◆ **Work required**:
Summarize the announcement about Kennedy Odede in two sentences.

◆ **Passage**:
□ □ □ □

Kennedy Odede
We are pleased to announce the inclusion of social entrepreneur and New York Times best-seller, Kennedy Odede, in this year’s DRC Global Forum on Local Innovation in Displacement Contexts.
Odede is one of Africa’s best-known community organizers and social entrepreneurs. Growing up in Nairobi’s Kibera slum, he experienced the realities of extreme poverty from an early age. Driven and inspired by the entrepreneurial spirit of the Kibera community, Odede saved 20 cents a day to buy a single soccer ball in 2014. With this ball he began an extraordinary journey and took the first steps in founding Shining Hope for Communities (SHOFCO).
Today SHOFCO has grown into the nation’s largest grassroots movement, tending to 2,4 million people living in urban slums across 50 sites in Kenya. SHOFCO is on the front lines of the COVID-19 response in Kenya’s urban settlements, delivering health care, WASH, food relief, and economic stability at scale. In 2018, SHOFCO became the youngest-ever organization to receive the Conrad N. Hilton Humanitarian Prize, the world’s largest humanitarian prize awarded to non-profits that have made extraordinary contributions to alleviate human suffering. Three years later Odede’s organisation won the UN-Habitat Scroll of Honour. The prize was awarded for
"Being a leading example of a community-led change to eradicate extreme poverty in Kenya’s urban slums."
Odede accomplishments are furthered by being named to FORBES' “30 under 30” for social entrepreneurs in 2014 and winning the Muhammad Ali Humanitarian Prize in 2014. He served on the United Nations International Commission on Financing of Global Education Opportunities In addition, he is a Young Global Leader (YGL) at the World Economic Forum, an Obama Foundation Africa Leader, a UBS Global Visionary, a member of the World Economic Forum’s Global Future Council, and a 2022 Schwab Foundation Social Innovator of the Year.
In recent years, Odede has contributed to the literature on urban poverty in the New York Times, CNN, The Guardian, and Project Syndicate. His work has been featured by President Bill Clinton, Chelsea Clinton, and on multiple occasions by Nicholas Kristof in The New York Times. Last, but certainly not least, Odede has co-written, with his wife, the New York Times best-seller Find Me Unafraid: Love, Hope and Loss in an African Slum.
It is truly an honour to have Kennedy Odede join us on the main stage, and contribute to the discussion on localization, empowerment and innovation.

□ □ □ □

Saved entries:
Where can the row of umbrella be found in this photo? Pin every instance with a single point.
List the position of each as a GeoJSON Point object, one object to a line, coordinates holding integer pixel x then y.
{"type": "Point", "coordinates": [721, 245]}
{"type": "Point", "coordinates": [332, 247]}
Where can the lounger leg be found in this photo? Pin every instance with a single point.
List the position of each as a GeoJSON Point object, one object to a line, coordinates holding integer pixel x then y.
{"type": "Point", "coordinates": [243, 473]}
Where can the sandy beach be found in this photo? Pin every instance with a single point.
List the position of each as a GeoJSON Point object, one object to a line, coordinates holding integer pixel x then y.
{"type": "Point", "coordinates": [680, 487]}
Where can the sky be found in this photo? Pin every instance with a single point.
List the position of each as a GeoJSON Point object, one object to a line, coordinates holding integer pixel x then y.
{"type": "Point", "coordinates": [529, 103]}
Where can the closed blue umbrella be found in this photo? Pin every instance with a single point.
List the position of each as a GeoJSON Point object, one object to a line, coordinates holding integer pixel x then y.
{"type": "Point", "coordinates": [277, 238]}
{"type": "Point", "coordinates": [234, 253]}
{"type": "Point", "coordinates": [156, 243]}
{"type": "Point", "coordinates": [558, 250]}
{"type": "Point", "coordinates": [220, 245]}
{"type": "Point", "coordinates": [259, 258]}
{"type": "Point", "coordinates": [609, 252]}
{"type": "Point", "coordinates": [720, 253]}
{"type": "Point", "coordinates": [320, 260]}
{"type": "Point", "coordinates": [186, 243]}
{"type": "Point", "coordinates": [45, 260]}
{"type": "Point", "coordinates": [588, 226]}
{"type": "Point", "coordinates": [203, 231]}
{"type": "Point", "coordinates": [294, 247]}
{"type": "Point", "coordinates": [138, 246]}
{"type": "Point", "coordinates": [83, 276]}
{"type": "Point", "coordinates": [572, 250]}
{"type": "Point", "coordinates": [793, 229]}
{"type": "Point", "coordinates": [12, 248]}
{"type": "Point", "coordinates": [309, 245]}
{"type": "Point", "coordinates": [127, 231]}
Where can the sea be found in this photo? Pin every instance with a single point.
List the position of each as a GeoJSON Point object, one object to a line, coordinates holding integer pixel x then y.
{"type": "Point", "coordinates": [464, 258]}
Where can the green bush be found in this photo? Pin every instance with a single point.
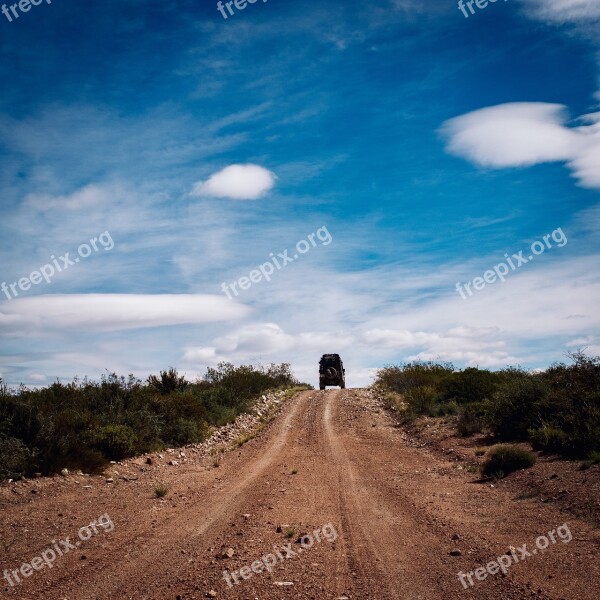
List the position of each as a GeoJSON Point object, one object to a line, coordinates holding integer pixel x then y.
{"type": "Point", "coordinates": [85, 424]}
{"type": "Point", "coordinates": [515, 407]}
{"type": "Point", "coordinates": [470, 385]}
{"type": "Point", "coordinates": [550, 439]}
{"type": "Point", "coordinates": [421, 399]}
{"type": "Point", "coordinates": [402, 379]}
{"type": "Point", "coordinates": [471, 419]}
{"type": "Point", "coordinates": [504, 460]}
{"type": "Point", "coordinates": [114, 441]}
{"type": "Point", "coordinates": [16, 460]}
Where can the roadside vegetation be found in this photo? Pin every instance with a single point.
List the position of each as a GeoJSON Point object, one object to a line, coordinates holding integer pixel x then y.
{"type": "Point", "coordinates": [85, 424]}
{"type": "Point", "coordinates": [557, 410]}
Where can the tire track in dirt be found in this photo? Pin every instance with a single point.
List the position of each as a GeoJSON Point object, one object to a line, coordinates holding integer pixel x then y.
{"type": "Point", "coordinates": [152, 548]}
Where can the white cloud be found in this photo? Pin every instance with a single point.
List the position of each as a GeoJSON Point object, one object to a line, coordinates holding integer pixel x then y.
{"type": "Point", "coordinates": [240, 182]}
{"type": "Point", "coordinates": [525, 134]}
{"type": "Point", "coordinates": [87, 197]}
{"type": "Point", "coordinates": [114, 312]}
{"type": "Point", "coordinates": [563, 11]}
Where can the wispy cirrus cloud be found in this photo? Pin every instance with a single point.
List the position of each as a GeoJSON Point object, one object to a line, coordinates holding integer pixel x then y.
{"type": "Point", "coordinates": [523, 134]}
{"type": "Point", "coordinates": [113, 312]}
{"type": "Point", "coordinates": [239, 182]}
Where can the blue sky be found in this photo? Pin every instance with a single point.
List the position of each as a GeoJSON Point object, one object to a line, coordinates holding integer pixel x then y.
{"type": "Point", "coordinates": [426, 144]}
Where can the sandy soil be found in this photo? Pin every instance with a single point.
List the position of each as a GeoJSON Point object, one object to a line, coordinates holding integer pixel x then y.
{"type": "Point", "coordinates": [387, 519]}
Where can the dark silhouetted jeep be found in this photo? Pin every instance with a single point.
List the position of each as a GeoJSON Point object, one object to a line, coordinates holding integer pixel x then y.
{"type": "Point", "coordinates": [331, 371]}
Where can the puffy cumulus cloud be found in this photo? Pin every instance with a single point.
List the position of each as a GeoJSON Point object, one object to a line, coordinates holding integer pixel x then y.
{"type": "Point", "coordinates": [563, 11]}
{"type": "Point", "coordinates": [113, 312]}
{"type": "Point", "coordinates": [270, 342]}
{"type": "Point", "coordinates": [240, 182]}
{"type": "Point", "coordinates": [525, 134]}
{"type": "Point", "coordinates": [264, 339]}
{"type": "Point", "coordinates": [471, 345]}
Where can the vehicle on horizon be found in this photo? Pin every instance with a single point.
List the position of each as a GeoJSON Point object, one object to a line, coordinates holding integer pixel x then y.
{"type": "Point", "coordinates": [331, 371]}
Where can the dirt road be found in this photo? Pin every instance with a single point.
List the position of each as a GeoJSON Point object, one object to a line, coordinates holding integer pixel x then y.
{"type": "Point", "coordinates": [384, 520]}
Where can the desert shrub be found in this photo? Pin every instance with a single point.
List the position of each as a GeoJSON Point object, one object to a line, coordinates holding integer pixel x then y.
{"type": "Point", "coordinates": [84, 424]}
{"type": "Point", "coordinates": [170, 381]}
{"type": "Point", "coordinates": [402, 379]}
{"type": "Point", "coordinates": [550, 439]}
{"type": "Point", "coordinates": [421, 399]}
{"type": "Point", "coordinates": [16, 460]}
{"type": "Point", "coordinates": [470, 385]}
{"type": "Point", "coordinates": [573, 404]}
{"type": "Point", "coordinates": [444, 409]}
{"type": "Point", "coordinates": [504, 460]}
{"type": "Point", "coordinates": [471, 418]}
{"type": "Point", "coordinates": [115, 441]}
{"type": "Point", "coordinates": [514, 408]}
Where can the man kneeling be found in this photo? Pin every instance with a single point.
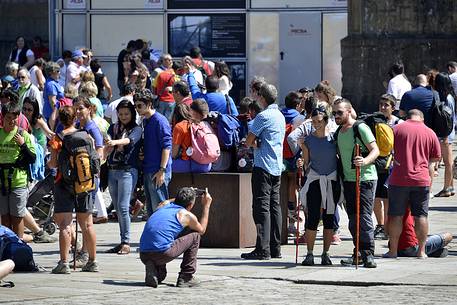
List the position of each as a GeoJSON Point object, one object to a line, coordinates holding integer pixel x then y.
{"type": "Point", "coordinates": [160, 243]}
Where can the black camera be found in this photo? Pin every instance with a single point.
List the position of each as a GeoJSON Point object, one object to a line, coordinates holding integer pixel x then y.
{"type": "Point", "coordinates": [199, 192]}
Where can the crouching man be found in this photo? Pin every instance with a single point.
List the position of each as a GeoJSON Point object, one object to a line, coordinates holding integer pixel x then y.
{"type": "Point", "coordinates": [162, 241]}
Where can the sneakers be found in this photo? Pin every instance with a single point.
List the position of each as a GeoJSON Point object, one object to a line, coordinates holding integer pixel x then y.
{"type": "Point", "coordinates": [82, 259]}
{"type": "Point", "coordinates": [350, 261]}
{"type": "Point", "coordinates": [191, 282]}
{"type": "Point", "coordinates": [61, 268]}
{"type": "Point", "coordinates": [379, 233]}
{"type": "Point", "coordinates": [43, 237]}
{"type": "Point", "coordinates": [336, 240]}
{"type": "Point", "coordinates": [151, 279]}
{"type": "Point", "coordinates": [91, 266]}
{"type": "Point", "coordinates": [368, 262]}
{"type": "Point", "coordinates": [325, 260]}
{"type": "Point", "coordinates": [309, 260]}
{"type": "Point", "coordinates": [256, 255]}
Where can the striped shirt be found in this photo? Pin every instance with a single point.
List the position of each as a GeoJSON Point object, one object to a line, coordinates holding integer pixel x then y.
{"type": "Point", "coordinates": [269, 127]}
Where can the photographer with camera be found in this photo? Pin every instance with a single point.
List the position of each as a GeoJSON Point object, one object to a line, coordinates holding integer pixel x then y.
{"type": "Point", "coordinates": [163, 239]}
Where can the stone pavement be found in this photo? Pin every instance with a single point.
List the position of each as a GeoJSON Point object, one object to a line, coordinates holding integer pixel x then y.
{"type": "Point", "coordinates": [226, 279]}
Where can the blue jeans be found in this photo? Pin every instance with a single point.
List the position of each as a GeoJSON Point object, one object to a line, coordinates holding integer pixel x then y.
{"type": "Point", "coordinates": [166, 109]}
{"type": "Point", "coordinates": [121, 184]}
{"type": "Point", "coordinates": [155, 195]}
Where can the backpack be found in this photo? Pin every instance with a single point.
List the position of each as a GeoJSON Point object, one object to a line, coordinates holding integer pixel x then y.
{"type": "Point", "coordinates": [11, 247]}
{"type": "Point", "coordinates": [205, 145]}
{"type": "Point", "coordinates": [78, 161]}
{"type": "Point", "coordinates": [286, 151]}
{"type": "Point", "coordinates": [441, 117]}
{"type": "Point", "coordinates": [383, 133]}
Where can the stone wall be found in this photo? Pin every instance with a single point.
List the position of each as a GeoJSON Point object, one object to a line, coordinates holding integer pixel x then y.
{"type": "Point", "coordinates": [421, 33]}
{"type": "Point", "coordinates": [27, 18]}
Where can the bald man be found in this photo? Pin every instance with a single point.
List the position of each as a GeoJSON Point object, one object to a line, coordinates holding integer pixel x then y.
{"type": "Point", "coordinates": [420, 97]}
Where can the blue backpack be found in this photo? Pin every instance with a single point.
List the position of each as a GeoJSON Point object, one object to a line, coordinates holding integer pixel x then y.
{"type": "Point", "coordinates": [228, 129]}
{"type": "Point", "coordinates": [11, 247]}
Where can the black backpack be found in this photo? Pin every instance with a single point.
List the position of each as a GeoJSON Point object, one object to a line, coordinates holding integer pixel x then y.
{"type": "Point", "coordinates": [441, 117]}
{"type": "Point", "coordinates": [78, 161]}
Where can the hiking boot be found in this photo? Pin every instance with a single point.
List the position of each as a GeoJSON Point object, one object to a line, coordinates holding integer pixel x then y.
{"type": "Point", "coordinates": [325, 260]}
{"type": "Point", "coordinates": [43, 237]}
{"type": "Point", "coordinates": [350, 261]}
{"type": "Point", "coordinates": [256, 255]}
{"type": "Point", "coordinates": [151, 279]}
{"type": "Point", "coordinates": [191, 282]}
{"type": "Point", "coordinates": [61, 268]}
{"type": "Point", "coordinates": [91, 266]}
{"type": "Point", "coordinates": [309, 260]}
{"type": "Point", "coordinates": [379, 233]}
{"type": "Point", "coordinates": [368, 262]}
{"type": "Point", "coordinates": [81, 259]}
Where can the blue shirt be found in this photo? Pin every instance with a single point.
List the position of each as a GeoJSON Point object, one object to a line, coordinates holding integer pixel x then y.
{"type": "Point", "coordinates": [128, 155]}
{"type": "Point", "coordinates": [322, 154]}
{"type": "Point", "coordinates": [161, 229]}
{"type": "Point", "coordinates": [157, 137]}
{"type": "Point", "coordinates": [269, 127]}
{"type": "Point", "coordinates": [420, 98]}
{"type": "Point", "coordinates": [216, 100]}
{"type": "Point", "coordinates": [51, 88]}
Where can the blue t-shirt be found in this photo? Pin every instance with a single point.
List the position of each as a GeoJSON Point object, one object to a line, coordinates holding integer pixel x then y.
{"type": "Point", "coordinates": [420, 98]}
{"type": "Point", "coordinates": [157, 136]}
{"type": "Point", "coordinates": [161, 229]}
{"type": "Point", "coordinates": [51, 88]}
{"type": "Point", "coordinates": [322, 154]}
{"type": "Point", "coordinates": [270, 128]}
{"type": "Point", "coordinates": [94, 132]}
{"type": "Point", "coordinates": [128, 155]}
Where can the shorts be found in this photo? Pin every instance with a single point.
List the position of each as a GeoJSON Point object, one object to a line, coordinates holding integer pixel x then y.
{"type": "Point", "coordinates": [416, 197]}
{"type": "Point", "coordinates": [381, 189]}
{"type": "Point", "coordinates": [290, 165]}
{"type": "Point", "coordinates": [67, 202]}
{"type": "Point", "coordinates": [15, 203]}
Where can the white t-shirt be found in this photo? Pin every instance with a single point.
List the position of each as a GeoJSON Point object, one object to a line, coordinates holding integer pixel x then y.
{"type": "Point", "coordinates": [29, 53]}
{"type": "Point", "coordinates": [398, 85]}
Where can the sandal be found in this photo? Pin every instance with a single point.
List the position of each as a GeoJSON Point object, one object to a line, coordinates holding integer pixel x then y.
{"type": "Point", "coordinates": [115, 249]}
{"type": "Point", "coordinates": [124, 249]}
{"type": "Point", "coordinates": [443, 193]}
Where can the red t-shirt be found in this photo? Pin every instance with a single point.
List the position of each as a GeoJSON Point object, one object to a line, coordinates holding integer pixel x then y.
{"type": "Point", "coordinates": [414, 145]}
{"type": "Point", "coordinates": [408, 235]}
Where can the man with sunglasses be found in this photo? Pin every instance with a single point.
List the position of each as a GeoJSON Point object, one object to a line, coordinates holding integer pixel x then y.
{"type": "Point", "coordinates": [156, 150]}
{"type": "Point", "coordinates": [346, 140]}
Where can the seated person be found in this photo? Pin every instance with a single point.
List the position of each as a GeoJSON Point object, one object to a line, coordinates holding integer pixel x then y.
{"type": "Point", "coordinates": [181, 150]}
{"type": "Point", "coordinates": [408, 244]}
{"type": "Point", "coordinates": [162, 240]}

□ □ □ □

◆ **Exercise answer**:
Social entrepreneur and New York Times best-selling author Kennedy Odede, who grew up in Nairobi's Kibera slum, will join this year's DRC Global Forum on Local Innovation in Displacement Contexts. He took the first steps in founding Shining Hope for Communities (SHOFCO), now a grassroots movement serving urban slums across 50 sites in Kenya that received the Conrad N. Hilton Humanitarian Prize in 2018, and he has earned further honors, written on urban poverty, and co-written the best-seller Find Me Unafraid.